Mark Field Portrait Mark Field
- Hansard - - - Excerpts

I accept what the right hon. Gentleman says and he is absolutely right about commercial certainty, which is of great importance to any would-be investor. Instead of the notion of absolute certainty embodied in new clause 1, would the right hon. Gentleman not be satisfied, particularly in view of the important effect of building a new town or a huge new industrial estate for which the notion of a reset would apply, by reassurances from the Minister that the Government do not intend to make the changes he has in mind? Would that not be better than going down the route of absolutely certainty, which provides little flexibility either to central or local government, for an incredibly long period of 25 or 30 years? We need go back only two and a half or three decades to recognise the great changes that have taken place in many of the industrial areas that we represent and to understand that absolute certainty of the sort that he—

Lindsay Hoyle Portrait Mr Deputy Speaker (Mr Lindsay Hoyle)
- Hansard - - - Excerpts

Order. [Interruption.] Order—the hon. Gentleman must not test my patience even more. Interventions are welcome, and I am prepared to give a little leeway, but the hon. Gentleman is almost making a speech.

John Healey Portrait John Healey
- Hansard - -

Thank you, Mr Deputy Speaker. I got the gist. I welcome this Bill and I want it to work. My fear is that without the certainty around potential resets—we do not know when or how often they might happen; we do not know whether they will happen every 10 years; we do not know how they will work in future—there will be huge risk and uncertainty in the system. It is not a question of whether I am satisfied by the provision; it is a question of whether the potential investors, who will determine whether the TIFs work or not, are satisfied. I am trying to convey the sentiment that I have picked up from my discussions with banks, commercial organisations, the British Property Federation and some of the City’s policy experts, who all say, “Look, we require a ring fence; it must be total”. Thus leaving out the reset, which the Government promised they would not do, does not make sense if we want the provisions to work. I hope the Minister will be able to provide the confirmation we need and be able to build it into the Bill. This issue will certainly need to be confirmed at later stages of the Bill.

Items listed in a dataset
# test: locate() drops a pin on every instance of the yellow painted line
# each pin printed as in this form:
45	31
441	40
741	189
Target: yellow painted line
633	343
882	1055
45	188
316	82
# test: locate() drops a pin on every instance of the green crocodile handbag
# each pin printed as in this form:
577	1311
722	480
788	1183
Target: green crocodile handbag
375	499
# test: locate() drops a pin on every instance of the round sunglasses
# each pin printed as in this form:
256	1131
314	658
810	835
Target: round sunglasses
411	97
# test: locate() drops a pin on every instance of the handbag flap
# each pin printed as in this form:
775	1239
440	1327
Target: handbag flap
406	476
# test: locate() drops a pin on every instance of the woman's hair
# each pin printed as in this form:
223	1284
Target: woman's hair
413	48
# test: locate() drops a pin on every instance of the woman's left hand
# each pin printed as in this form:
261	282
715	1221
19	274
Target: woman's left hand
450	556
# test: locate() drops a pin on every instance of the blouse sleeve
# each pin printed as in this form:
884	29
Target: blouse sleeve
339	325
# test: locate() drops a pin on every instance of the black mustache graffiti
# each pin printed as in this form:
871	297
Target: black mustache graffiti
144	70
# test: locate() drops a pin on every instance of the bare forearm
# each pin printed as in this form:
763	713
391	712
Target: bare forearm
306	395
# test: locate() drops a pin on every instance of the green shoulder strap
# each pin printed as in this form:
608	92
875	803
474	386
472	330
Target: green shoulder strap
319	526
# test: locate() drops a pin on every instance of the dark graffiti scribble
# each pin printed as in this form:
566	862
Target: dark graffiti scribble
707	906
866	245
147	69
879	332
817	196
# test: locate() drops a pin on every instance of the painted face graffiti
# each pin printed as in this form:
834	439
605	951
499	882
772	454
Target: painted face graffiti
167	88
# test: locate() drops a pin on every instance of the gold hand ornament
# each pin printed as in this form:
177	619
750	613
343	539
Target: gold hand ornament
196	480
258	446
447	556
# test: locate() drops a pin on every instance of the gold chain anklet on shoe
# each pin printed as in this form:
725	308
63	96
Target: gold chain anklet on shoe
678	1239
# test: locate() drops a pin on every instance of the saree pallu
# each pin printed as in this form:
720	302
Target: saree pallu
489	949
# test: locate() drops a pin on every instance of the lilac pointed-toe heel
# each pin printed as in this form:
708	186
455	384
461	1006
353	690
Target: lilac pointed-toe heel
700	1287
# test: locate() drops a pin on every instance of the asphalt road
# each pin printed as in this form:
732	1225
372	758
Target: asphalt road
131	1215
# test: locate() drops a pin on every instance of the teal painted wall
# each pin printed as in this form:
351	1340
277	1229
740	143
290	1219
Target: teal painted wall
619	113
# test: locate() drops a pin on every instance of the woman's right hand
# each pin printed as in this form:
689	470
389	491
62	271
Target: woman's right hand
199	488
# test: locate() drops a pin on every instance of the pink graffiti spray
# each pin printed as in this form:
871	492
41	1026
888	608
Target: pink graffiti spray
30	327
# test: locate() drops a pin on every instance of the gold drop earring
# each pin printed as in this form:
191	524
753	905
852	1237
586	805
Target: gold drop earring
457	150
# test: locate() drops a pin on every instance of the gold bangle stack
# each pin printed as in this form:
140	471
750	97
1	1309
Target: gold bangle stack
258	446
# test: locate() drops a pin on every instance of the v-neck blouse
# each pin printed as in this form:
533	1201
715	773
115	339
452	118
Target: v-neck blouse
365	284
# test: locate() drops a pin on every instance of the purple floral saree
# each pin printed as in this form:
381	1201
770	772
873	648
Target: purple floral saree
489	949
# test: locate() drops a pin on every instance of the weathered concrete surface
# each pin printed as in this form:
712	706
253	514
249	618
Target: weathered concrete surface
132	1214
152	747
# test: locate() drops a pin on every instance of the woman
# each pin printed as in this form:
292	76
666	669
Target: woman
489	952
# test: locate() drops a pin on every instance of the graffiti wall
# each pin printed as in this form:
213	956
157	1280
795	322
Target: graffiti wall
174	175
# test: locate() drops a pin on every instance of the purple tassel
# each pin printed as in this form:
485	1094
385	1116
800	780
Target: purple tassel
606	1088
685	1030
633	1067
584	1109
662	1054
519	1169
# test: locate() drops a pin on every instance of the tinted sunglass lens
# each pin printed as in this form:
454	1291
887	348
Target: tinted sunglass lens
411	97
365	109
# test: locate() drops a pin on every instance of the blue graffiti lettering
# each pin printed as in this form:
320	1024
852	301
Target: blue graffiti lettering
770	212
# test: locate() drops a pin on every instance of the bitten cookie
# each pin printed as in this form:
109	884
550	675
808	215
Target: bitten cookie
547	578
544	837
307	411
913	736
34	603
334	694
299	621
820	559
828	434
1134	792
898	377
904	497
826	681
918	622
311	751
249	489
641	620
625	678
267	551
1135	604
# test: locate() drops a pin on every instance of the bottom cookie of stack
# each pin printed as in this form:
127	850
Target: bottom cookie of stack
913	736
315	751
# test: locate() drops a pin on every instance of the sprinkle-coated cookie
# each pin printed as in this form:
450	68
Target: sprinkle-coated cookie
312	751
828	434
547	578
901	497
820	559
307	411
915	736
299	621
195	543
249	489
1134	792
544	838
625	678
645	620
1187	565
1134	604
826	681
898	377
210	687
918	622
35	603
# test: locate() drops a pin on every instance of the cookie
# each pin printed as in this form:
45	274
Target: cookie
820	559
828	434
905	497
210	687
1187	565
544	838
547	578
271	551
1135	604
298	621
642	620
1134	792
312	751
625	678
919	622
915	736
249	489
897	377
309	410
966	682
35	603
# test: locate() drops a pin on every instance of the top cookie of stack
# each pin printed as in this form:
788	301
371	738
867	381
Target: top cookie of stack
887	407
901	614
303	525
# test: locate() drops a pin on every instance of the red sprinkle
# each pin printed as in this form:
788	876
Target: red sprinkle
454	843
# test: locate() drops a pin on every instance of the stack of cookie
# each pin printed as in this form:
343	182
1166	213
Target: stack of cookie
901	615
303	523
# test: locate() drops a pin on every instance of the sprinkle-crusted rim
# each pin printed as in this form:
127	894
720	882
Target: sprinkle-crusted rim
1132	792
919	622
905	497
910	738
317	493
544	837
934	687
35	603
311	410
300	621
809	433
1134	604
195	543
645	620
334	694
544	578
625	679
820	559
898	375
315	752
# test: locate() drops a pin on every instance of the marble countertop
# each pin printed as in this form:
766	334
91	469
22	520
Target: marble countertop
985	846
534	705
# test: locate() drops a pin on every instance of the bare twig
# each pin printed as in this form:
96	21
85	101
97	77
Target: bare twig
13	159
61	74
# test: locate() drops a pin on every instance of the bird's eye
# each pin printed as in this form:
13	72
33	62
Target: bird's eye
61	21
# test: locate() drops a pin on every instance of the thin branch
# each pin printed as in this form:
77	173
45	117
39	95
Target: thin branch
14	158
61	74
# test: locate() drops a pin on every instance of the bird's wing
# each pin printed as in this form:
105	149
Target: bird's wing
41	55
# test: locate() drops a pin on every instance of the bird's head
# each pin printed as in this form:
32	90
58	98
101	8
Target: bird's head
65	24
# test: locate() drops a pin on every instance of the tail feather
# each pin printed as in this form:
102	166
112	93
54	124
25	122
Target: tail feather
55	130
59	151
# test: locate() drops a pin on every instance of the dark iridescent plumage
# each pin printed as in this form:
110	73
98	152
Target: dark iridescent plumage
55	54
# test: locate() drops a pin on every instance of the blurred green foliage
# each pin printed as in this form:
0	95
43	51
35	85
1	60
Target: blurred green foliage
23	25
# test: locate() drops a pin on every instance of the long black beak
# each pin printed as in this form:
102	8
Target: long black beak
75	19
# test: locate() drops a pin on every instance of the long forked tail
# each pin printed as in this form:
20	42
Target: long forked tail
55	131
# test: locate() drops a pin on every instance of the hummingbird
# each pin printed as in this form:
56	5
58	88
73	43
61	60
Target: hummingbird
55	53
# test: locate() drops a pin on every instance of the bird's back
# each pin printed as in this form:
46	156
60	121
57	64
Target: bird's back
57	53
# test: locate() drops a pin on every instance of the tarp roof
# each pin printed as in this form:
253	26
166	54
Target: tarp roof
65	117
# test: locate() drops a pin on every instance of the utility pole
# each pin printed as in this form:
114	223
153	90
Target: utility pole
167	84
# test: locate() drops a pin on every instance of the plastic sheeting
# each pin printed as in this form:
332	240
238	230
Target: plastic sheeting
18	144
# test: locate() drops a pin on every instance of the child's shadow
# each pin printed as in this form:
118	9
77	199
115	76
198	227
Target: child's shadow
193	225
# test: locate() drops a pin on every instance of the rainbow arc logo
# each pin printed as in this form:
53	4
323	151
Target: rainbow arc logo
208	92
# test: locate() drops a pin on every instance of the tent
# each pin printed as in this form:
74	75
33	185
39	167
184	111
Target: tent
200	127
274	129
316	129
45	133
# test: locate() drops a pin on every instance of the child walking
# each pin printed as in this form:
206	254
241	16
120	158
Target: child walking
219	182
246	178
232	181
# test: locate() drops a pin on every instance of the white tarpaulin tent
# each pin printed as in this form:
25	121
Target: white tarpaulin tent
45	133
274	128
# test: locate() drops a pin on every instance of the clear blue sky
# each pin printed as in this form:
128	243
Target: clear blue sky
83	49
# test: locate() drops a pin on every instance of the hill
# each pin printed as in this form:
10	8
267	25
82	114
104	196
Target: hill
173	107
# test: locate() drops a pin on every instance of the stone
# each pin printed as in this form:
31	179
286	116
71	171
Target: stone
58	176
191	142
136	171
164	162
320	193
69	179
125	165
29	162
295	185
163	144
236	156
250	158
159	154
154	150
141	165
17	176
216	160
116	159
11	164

(OBJECTIVE A)
In the Hansard excerpt, what period does the first speaker call "an incredibly long period"?
(OBJECTIVE B)
Format the rows, everything from the line containing "of the stone" down to the end of the rows, as a Markdown table with the columns Number and Line, numbering each line and leaving out blank lines.

(CORRECT RESULT A)
25 or 30 years.

(CORRECT RESULT B)
| Number | Line |
|---|---|
| 1 | # test: locate() drops a pin on every instance of the stone |
| 2 | # each pin printed as in this form: |
| 3 | 31	179 |
| 4 | 286	116 |
| 5 | 71	171 |
| 6 | Target: stone |
| 7 | 58	176 |
| 8 | 191	142 |
| 9 | 136	171 |
| 10 | 164	162 |
| 11 | 320	193 |
| 12 | 69	179 |
| 13 | 125	165 |
| 14 | 29	162 |
| 15 | 295	185 |
| 16 | 163	144 |
| 17 | 236	156 |
| 18 | 250	158 |
| 19 | 159	154 |
| 20 | 154	150 |
| 21 | 141	165 |
| 22 | 17	176 |
| 23 | 216	160 |
| 24 | 116	159 |
| 25 | 11	164 |